■ **TASK DESCRIPTION**:
Repeat the rows below word for word, from the line with "blue uniform trouser." to the line with "[83,63,109,87]", both of those lines included.

■ **Part of a data file**:
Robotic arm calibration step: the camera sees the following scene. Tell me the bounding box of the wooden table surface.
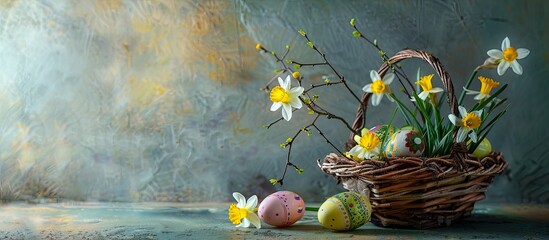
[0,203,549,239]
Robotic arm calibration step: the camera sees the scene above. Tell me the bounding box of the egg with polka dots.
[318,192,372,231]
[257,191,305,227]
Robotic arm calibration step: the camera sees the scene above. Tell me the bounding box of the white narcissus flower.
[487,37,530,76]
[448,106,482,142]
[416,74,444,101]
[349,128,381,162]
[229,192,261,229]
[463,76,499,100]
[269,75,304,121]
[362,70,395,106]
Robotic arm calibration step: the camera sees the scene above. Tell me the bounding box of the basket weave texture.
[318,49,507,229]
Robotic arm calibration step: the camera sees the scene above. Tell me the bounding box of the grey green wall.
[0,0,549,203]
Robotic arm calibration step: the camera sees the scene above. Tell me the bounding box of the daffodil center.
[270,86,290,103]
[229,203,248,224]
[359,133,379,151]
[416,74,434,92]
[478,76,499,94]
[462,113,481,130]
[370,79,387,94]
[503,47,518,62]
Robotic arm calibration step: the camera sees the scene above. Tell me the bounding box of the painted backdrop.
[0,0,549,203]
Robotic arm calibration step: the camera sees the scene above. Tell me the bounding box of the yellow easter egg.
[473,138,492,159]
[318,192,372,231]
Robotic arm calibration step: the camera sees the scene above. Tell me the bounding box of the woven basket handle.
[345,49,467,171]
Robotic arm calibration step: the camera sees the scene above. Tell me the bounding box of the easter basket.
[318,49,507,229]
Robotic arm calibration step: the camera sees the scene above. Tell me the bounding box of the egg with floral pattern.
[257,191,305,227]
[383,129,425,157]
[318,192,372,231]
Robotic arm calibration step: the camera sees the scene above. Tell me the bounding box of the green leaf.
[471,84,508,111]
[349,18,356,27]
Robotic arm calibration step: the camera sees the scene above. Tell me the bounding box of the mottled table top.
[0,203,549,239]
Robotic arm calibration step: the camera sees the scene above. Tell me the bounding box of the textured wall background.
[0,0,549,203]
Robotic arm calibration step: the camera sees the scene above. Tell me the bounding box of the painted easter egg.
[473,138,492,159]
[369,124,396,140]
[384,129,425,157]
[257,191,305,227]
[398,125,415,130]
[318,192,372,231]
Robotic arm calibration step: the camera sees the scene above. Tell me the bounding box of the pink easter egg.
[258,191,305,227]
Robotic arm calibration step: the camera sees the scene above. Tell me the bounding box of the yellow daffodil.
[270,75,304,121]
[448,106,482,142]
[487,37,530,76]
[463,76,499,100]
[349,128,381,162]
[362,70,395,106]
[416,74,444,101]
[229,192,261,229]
* * *
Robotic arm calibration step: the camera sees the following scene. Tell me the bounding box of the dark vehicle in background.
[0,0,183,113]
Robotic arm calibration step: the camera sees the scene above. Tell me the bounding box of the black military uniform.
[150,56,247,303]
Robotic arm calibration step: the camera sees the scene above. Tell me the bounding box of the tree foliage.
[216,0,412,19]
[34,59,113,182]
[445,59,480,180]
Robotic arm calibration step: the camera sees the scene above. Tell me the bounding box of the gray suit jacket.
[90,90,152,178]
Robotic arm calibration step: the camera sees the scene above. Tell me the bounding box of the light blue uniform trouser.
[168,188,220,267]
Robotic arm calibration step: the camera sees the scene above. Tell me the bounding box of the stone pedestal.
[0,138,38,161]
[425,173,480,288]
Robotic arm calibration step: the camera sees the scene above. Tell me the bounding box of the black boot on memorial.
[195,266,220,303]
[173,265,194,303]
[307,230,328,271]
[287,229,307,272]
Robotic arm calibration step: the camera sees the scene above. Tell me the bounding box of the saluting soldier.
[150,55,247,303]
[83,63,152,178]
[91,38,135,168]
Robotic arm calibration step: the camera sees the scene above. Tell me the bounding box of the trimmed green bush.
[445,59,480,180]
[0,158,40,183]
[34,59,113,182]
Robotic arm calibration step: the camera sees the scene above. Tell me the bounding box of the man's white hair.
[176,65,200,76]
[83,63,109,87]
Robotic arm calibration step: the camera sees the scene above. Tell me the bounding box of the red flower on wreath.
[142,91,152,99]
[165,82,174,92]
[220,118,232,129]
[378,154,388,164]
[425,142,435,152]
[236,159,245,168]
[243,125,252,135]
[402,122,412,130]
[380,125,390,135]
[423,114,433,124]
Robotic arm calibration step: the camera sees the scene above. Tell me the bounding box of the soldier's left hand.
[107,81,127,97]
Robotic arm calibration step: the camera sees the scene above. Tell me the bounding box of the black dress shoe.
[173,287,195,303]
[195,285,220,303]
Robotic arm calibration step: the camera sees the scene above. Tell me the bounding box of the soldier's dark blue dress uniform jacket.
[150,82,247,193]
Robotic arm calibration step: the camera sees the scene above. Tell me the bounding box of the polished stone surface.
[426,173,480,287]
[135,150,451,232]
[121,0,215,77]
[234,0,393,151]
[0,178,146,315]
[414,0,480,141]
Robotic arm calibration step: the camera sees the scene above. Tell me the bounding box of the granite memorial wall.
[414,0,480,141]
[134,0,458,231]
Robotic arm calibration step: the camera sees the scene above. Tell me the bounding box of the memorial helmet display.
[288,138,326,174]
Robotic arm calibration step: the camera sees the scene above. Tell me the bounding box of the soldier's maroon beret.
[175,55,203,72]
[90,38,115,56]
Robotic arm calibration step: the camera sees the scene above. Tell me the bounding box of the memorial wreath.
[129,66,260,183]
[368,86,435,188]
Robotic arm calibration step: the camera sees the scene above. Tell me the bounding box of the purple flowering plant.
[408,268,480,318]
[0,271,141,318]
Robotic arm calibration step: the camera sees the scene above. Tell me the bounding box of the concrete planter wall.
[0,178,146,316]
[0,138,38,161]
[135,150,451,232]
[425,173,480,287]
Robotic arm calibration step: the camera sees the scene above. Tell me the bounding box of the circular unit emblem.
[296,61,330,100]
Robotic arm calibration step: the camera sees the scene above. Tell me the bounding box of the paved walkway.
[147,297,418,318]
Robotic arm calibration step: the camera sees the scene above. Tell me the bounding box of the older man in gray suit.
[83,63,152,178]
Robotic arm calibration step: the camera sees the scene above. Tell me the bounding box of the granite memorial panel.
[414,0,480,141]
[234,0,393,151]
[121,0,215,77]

■ **RESPONSE TO THE TASK**:
Robotic arm calibration step: the camera sees the scene above. Tell me the bounding box of the light blue uniform trouser.
[168,188,220,267]
Robotic arm calibration step: the camera sees the scene above. Tell me the bounding box of the stone pedestal.
[0,138,38,161]
[425,173,480,288]
Robotic arm calibration step: the camera sees the scene above. Tell me the bounding box of the black boot on memorial.
[195,266,220,303]
[173,265,194,303]
[307,230,328,271]
[287,229,307,272]
Robotic arm calibration step: the camera sees the scene above. Tell me the bounding box of the saluting soldier.
[150,55,247,303]
[83,63,152,178]
[91,38,135,168]
Robotic arm calibration step: the camera sees the scene above. Tell me the bounding box of the trimmed green bush.
[445,59,480,180]
[0,158,40,183]
[34,59,113,182]
Robotic arm calibration step: the camera sees the scene above. Tell me the bounding box of the man's white hair.
[176,65,200,76]
[83,63,109,87]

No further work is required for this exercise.